What Should You Do If Your Dog Rolled In Poison Ivy Or Oak?

If you're fairly certain the offending plant was poison ivy or poison oak, the best thing pet parents can do is give their pooch a bath right away. "Be sure to have gloves on when bathing them as their coats may retain oils from the poison ivy," says Dr. Glass. Also, use an oatmeal shampoo or an anti-inflammation dog shampoo that will not only remove the urushiol oil but also help to soothe their skin.

You'll need to wash any towels you use, your clothing, and anything else your pup has come into contact with before the bath, like his collar, leash, bedding, or the back seat of your car. This will help reduce the transmission of oils to you, back to him, or anyone else in the family.

Poison oak plant with its "leaves of three."
Poison oak (Rhus diversilobum) is the West Coast version of the poison ivy that grows in most other areas of the U.S. Ed Reschke/Photolibrary/Getty Images

What Are The Symptoms of Dogs With Poison Ivy Or Oak?

If your dog has come into contact with poison ivy, physical signs to watch out for include:

  • Redness
  • Swelling
  • Scratching where the rash developed
  • Blisters
  • Restlessness, lethargy, panting heavily, or trouble breathing may indicate an allergic reaction that requires immediate veterinary care

Check areas of thin, short, or no hair where your dog is most likely to develop the rash such as the armpits, groin, belly, and even the nose.

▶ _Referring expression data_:

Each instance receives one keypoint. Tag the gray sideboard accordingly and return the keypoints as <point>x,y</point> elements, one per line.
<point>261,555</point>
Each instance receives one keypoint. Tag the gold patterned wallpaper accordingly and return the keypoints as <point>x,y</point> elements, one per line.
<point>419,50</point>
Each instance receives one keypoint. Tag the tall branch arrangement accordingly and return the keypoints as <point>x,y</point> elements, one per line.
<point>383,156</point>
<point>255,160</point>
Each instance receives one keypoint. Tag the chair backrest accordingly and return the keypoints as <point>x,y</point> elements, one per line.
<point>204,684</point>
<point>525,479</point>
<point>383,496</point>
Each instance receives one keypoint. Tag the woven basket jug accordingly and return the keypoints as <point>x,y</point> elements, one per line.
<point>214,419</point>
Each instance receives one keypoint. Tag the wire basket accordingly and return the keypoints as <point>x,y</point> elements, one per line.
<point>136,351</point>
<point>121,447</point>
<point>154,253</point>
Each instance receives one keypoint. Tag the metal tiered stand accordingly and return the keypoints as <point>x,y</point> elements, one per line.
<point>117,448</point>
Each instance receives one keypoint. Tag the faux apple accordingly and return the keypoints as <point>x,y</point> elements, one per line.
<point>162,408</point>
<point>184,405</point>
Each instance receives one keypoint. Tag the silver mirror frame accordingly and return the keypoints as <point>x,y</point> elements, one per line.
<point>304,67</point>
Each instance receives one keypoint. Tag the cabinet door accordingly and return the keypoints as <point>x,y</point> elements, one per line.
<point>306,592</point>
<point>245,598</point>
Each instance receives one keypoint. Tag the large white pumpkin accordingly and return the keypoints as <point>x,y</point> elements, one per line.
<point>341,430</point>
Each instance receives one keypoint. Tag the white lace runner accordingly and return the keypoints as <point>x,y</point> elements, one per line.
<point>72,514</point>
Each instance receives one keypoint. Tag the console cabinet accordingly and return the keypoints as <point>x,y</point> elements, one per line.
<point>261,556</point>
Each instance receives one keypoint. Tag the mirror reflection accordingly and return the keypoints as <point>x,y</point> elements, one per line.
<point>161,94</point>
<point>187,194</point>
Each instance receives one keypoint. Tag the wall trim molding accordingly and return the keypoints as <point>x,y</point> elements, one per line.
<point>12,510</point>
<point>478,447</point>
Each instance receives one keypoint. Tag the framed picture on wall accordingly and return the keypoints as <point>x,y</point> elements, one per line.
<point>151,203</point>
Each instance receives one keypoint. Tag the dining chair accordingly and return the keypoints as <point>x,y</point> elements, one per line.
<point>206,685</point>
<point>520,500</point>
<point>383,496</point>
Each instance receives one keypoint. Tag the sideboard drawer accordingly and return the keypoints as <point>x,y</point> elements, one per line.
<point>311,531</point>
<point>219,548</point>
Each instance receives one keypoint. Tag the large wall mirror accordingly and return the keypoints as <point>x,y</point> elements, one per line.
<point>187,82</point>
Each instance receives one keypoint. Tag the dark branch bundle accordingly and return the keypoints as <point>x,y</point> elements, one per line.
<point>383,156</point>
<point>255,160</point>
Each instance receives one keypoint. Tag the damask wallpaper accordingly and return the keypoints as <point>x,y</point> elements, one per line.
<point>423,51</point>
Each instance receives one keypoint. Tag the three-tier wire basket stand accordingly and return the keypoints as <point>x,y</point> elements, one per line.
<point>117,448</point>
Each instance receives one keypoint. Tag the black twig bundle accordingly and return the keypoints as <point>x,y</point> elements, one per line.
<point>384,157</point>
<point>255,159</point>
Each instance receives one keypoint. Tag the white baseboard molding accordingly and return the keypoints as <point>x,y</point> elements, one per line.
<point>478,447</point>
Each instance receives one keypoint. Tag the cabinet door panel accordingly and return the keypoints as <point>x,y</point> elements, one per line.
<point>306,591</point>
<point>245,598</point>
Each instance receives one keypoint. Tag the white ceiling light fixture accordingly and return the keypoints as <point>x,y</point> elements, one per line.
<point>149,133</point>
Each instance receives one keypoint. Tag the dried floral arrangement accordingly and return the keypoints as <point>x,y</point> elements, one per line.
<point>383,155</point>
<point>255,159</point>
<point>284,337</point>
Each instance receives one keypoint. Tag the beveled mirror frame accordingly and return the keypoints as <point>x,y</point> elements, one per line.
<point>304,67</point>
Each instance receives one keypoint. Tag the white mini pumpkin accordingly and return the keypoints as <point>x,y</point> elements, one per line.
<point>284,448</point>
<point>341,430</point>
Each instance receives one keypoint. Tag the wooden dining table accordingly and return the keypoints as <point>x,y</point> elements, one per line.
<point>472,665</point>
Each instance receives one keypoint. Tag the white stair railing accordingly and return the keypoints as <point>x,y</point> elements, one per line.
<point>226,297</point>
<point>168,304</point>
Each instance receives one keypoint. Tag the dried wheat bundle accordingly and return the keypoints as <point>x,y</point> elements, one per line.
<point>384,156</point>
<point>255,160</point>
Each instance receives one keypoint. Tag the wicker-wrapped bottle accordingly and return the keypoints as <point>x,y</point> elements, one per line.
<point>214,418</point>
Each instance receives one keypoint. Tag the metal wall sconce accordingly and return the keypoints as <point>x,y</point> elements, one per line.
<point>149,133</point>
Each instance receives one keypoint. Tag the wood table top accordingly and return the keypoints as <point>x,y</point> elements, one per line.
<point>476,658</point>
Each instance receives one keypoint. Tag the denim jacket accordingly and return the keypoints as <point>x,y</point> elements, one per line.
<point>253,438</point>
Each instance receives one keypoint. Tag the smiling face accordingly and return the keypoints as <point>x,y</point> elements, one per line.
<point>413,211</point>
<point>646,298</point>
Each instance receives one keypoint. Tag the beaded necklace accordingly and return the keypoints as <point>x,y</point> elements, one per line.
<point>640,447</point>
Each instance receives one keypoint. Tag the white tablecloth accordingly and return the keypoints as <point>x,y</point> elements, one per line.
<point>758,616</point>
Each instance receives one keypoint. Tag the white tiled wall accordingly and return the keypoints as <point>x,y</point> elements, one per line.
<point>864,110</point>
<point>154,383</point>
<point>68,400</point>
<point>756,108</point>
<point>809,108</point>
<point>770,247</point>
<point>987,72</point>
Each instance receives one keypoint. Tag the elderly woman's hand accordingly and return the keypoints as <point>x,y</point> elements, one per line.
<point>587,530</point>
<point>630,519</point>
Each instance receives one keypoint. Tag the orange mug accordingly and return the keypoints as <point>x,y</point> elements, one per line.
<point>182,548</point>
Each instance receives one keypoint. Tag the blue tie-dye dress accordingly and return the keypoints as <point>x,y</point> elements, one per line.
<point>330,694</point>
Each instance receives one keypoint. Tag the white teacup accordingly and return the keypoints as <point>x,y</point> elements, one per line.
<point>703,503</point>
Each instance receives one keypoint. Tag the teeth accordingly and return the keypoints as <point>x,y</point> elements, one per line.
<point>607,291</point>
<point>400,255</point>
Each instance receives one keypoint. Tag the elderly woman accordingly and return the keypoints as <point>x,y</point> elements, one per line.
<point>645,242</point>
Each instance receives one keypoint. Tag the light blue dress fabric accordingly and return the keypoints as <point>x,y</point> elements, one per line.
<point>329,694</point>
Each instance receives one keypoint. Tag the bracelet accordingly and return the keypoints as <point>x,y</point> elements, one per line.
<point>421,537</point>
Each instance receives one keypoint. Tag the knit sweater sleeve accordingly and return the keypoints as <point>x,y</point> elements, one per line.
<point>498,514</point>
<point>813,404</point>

▶ _Instructions_:
1 > Update the text on dogs and poison ivy between "What Should You" and "in the family.", inclusive, replacing "pooch" with "dog".
2 > Answer these questions from the text on dogs and poison ivy.
(a) Why should gloves be worn when bathing the dog?
(b) Poison oak is described as which region's version of poison ivy?
(c) Which body areas does the text name as places to check for the rash?
The entries are not needed for this exercise.

▶ _Answers to the exercise_:
1 >
What Should You Do If Your Dog Rolled In Poison Ivy Or Oak?

If you're fairly certain the offending plant was poison ivy or poison oak, the best thing pet parents can do is give their dog a bath right away. "Be sure to have gloves on when bathing them as their coats may retain oils from the poison ivy," says Dr. Glass. Also, use an oatmeal shampoo or an anti-inflammation dog shampoo that will not only remove the urushiol oil but also help to soothe their skin.

You'll need to wash any towels you use, your clothing, and anything else your pup has come into contact with before the bath, like his collar, leash, bedding, or the back seat of your car. This will help reduce the transmission of oils to you, back to him, or anyone else in the family.

2 >
(a) The dog's coat may retain oils from the poison ivy.
(b) The West Coast.
(c) The armpits, groin, belly, and nose.